== STORED ROWS

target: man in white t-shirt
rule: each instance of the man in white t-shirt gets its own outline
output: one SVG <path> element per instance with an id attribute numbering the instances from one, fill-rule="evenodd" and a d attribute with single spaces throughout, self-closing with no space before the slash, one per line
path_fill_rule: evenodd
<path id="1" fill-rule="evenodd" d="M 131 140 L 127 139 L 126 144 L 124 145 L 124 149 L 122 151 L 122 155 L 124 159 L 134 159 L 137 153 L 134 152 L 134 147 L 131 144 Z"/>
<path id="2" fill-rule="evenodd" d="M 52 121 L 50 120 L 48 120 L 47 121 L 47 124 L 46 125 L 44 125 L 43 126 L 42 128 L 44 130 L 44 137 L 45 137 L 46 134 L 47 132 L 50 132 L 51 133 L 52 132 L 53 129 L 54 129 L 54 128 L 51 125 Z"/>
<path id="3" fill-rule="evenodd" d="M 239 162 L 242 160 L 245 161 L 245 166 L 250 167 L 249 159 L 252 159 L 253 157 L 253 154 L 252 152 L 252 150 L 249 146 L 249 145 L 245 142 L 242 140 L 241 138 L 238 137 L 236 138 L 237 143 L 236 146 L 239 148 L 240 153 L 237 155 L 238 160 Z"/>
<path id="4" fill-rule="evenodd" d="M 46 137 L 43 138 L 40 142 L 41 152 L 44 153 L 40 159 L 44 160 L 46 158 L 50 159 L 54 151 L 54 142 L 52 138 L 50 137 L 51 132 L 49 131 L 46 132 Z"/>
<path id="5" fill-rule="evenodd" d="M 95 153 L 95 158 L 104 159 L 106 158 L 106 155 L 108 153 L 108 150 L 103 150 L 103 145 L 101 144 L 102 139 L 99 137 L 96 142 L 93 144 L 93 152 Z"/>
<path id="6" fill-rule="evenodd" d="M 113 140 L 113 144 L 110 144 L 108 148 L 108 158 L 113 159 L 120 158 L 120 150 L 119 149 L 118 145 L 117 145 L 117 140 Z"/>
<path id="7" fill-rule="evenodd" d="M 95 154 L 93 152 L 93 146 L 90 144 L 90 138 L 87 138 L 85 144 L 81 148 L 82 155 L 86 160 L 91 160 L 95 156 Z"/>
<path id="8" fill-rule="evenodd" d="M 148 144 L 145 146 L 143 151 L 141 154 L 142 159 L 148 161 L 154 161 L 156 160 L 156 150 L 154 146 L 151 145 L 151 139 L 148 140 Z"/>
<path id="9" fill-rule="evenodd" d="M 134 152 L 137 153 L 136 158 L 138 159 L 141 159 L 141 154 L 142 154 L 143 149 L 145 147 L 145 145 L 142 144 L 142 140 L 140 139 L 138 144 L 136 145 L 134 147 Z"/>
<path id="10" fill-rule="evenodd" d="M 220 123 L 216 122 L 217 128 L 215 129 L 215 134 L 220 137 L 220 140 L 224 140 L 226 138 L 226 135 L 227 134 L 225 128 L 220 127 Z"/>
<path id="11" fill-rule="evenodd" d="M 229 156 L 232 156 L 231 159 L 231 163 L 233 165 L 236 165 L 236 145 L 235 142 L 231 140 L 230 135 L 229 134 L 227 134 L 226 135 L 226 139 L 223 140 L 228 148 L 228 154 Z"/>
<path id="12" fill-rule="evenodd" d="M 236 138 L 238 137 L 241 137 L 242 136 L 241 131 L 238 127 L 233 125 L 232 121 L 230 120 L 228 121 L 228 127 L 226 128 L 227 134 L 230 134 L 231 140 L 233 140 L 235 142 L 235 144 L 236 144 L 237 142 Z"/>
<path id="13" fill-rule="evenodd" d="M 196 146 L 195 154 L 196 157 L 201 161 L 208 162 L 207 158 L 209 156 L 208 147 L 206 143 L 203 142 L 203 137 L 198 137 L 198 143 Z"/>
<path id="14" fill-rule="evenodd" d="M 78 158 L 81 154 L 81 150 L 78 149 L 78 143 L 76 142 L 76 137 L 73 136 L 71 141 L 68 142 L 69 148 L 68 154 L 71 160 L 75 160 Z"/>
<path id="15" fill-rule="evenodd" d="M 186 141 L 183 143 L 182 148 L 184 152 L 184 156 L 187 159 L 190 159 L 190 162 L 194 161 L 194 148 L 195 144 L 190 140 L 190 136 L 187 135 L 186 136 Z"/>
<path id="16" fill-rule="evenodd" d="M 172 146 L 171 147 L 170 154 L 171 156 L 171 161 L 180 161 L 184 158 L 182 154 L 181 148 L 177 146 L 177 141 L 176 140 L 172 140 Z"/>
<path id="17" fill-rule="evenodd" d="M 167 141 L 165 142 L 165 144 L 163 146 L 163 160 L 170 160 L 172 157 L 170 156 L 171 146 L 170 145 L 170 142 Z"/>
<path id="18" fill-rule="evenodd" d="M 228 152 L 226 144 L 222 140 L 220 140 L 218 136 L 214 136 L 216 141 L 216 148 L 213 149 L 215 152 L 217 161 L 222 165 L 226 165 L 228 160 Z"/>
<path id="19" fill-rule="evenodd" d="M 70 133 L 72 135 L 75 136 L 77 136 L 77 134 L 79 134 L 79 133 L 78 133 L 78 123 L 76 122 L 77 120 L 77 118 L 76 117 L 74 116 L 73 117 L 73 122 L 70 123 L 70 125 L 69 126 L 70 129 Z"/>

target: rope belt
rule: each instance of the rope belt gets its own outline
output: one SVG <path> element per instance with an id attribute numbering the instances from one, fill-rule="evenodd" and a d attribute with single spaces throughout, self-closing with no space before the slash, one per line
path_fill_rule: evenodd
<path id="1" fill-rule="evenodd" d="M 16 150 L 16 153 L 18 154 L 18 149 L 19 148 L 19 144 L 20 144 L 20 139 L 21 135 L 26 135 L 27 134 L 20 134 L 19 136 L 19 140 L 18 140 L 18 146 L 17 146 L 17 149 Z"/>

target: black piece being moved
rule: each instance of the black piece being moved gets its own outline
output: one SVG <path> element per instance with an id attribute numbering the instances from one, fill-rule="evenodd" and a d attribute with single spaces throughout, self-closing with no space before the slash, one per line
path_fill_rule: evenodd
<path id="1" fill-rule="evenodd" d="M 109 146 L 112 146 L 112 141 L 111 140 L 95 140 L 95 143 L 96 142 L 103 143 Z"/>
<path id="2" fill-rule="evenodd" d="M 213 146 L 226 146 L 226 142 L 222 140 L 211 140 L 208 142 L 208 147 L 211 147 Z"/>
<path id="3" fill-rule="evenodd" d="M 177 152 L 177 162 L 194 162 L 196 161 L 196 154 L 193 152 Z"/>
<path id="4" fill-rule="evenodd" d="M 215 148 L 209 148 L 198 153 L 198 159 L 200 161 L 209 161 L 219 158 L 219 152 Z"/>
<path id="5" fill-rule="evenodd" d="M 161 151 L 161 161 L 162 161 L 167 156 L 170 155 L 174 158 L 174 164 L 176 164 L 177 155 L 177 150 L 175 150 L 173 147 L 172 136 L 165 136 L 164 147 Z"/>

====

## WRITTEN REQUEST
Could you return all of the rows above verbatim, line for line, without changing a single character?

## RESPONSE BELOW
target: man in white t-shirt
rule: each instance of the man in white t-shirt gets its own outline
output: one SVG <path> element per instance with an id attribute numbering the instances from one, fill-rule="evenodd" and a d attribute with single spaces throughout, self-closing with no space before the slash, one per line
path_fill_rule: evenodd
<path id="1" fill-rule="evenodd" d="M 131 140 L 127 139 L 126 144 L 124 145 L 124 149 L 122 151 L 122 155 L 124 159 L 134 159 L 137 153 L 134 152 L 134 147 L 131 144 Z"/>
<path id="2" fill-rule="evenodd" d="M 52 121 L 50 120 L 48 120 L 47 121 L 47 124 L 46 125 L 44 125 L 43 126 L 42 128 L 44 130 L 44 137 L 45 137 L 46 134 L 47 132 L 50 132 L 51 133 L 52 132 L 53 129 L 54 129 L 54 128 L 51 125 Z"/>
<path id="3" fill-rule="evenodd" d="M 239 162 L 242 160 L 245 161 L 245 166 L 250 167 L 249 159 L 252 159 L 253 157 L 253 154 L 252 152 L 252 150 L 249 146 L 249 145 L 245 142 L 242 140 L 241 138 L 238 137 L 236 138 L 237 143 L 236 146 L 239 148 L 240 153 L 237 155 L 238 160 Z"/>
<path id="4" fill-rule="evenodd" d="M 46 137 L 43 138 L 40 142 L 41 152 L 44 153 L 40 159 L 44 160 L 46 158 L 50 159 L 54 151 L 54 142 L 52 138 L 50 137 L 51 132 L 49 131 L 46 132 Z"/>
<path id="5" fill-rule="evenodd" d="M 95 153 L 95 158 L 104 159 L 106 158 L 106 155 L 108 153 L 108 150 L 103 150 L 103 145 L 101 144 L 102 139 L 99 137 L 96 142 L 93 144 L 93 152 Z"/>
<path id="6" fill-rule="evenodd" d="M 113 140 L 113 144 L 110 144 L 108 148 L 108 158 L 113 159 L 120 158 L 120 150 L 119 149 L 118 145 L 117 145 L 117 140 Z"/>
<path id="7" fill-rule="evenodd" d="M 95 154 L 93 152 L 93 146 L 90 144 L 90 138 L 87 138 L 85 144 L 81 148 L 82 155 L 86 160 L 91 160 L 95 156 Z"/>
<path id="8" fill-rule="evenodd" d="M 148 144 L 145 146 L 143 151 L 141 154 L 142 159 L 148 161 L 154 161 L 156 160 L 156 150 L 154 146 L 151 145 L 151 139 L 148 140 Z"/>
<path id="9" fill-rule="evenodd" d="M 134 152 L 137 153 L 136 158 L 138 159 L 141 159 L 141 154 L 142 154 L 143 149 L 145 147 L 145 145 L 142 144 L 142 140 L 140 139 L 138 144 L 136 145 L 134 147 Z"/>
<path id="10" fill-rule="evenodd" d="M 220 123 L 216 122 L 217 128 L 215 129 L 215 134 L 220 137 L 220 140 L 224 140 L 226 138 L 226 135 L 227 134 L 225 128 L 220 127 Z"/>
<path id="11" fill-rule="evenodd" d="M 229 156 L 232 156 L 231 159 L 231 163 L 233 165 L 236 165 L 236 145 L 235 142 L 231 140 L 230 135 L 229 134 L 227 134 L 226 135 L 226 139 L 223 140 L 228 148 L 228 154 Z"/>
<path id="12" fill-rule="evenodd" d="M 236 138 L 238 137 L 241 137 L 242 136 L 241 131 L 238 127 L 233 125 L 232 121 L 230 120 L 228 121 L 228 127 L 226 128 L 227 134 L 230 134 L 231 140 L 233 140 L 235 142 L 235 144 L 236 144 L 237 142 Z"/>
<path id="13" fill-rule="evenodd" d="M 196 146 L 195 154 L 196 157 L 201 161 L 208 162 L 207 158 L 209 156 L 208 147 L 206 143 L 203 142 L 203 137 L 198 137 L 198 143 Z"/>
<path id="14" fill-rule="evenodd" d="M 78 158 L 81 154 L 81 150 L 78 149 L 78 143 L 76 142 L 76 137 L 73 136 L 71 141 L 68 142 L 69 148 L 68 154 L 71 160 L 75 160 Z"/>
<path id="15" fill-rule="evenodd" d="M 186 141 L 183 143 L 182 148 L 184 152 L 184 156 L 187 159 L 190 159 L 190 162 L 194 161 L 194 148 L 195 144 L 190 140 L 190 136 L 187 135 L 186 136 Z"/>
<path id="16" fill-rule="evenodd" d="M 172 146 L 171 147 L 170 154 L 171 156 L 171 161 L 180 161 L 184 158 L 182 154 L 181 148 L 177 146 L 177 141 L 176 140 L 172 140 Z"/>
<path id="17" fill-rule="evenodd" d="M 167 141 L 165 142 L 165 144 L 163 146 L 163 160 L 170 160 L 172 157 L 170 156 L 171 146 L 170 145 L 170 142 Z"/>
<path id="18" fill-rule="evenodd" d="M 228 152 L 226 144 L 222 140 L 220 140 L 218 136 L 214 136 L 216 141 L 216 148 L 213 149 L 215 152 L 217 161 L 222 165 L 226 165 L 228 160 Z"/>
<path id="19" fill-rule="evenodd" d="M 70 133 L 72 135 L 75 136 L 77 136 L 77 134 L 79 134 L 79 133 L 78 133 L 78 123 L 76 122 L 77 120 L 77 118 L 76 117 L 74 116 L 73 117 L 73 122 L 70 123 L 70 125 L 69 126 L 70 129 Z"/>

target: rope belt
rule: each instance of the rope belt gets its own outline
output: one SVG <path> element per instance with an id attribute numbering the instances from one, fill-rule="evenodd" and a d attribute with single spaces throughout, self-closing with no space before the slash, one per line
path_fill_rule: evenodd
<path id="1" fill-rule="evenodd" d="M 16 150 L 16 153 L 18 154 L 18 149 L 19 148 L 19 144 L 20 144 L 20 139 L 21 135 L 26 135 L 27 134 L 20 134 L 19 136 L 19 140 L 18 140 L 18 146 L 17 146 L 17 149 Z"/>

target: black piece being moved
rule: each instance of the black piece being moved gets its own outline
output: one SVG <path> element per instance with an id attribute numbering the instances from one, fill-rule="evenodd" and a d attribute with single spaces throughout, self-closing with no space before the slash, one per line
path_fill_rule: evenodd
<path id="1" fill-rule="evenodd" d="M 109 146 L 112 146 L 112 141 L 111 140 L 95 140 L 95 143 L 96 142 L 103 143 Z"/>
<path id="2" fill-rule="evenodd" d="M 213 146 L 226 146 L 226 142 L 222 140 L 211 140 L 208 142 L 208 147 L 211 147 Z"/>
<path id="3" fill-rule="evenodd" d="M 177 152 L 177 162 L 194 162 L 196 161 L 196 154 L 193 152 Z"/>
<path id="4" fill-rule="evenodd" d="M 215 148 L 209 148 L 198 153 L 198 159 L 200 161 L 209 161 L 219 158 L 219 152 Z"/>
<path id="5" fill-rule="evenodd" d="M 161 151 L 161 161 L 162 161 L 167 156 L 170 155 L 174 158 L 174 164 L 176 164 L 177 155 L 177 150 L 175 150 L 173 147 L 172 136 L 165 136 L 164 147 Z"/>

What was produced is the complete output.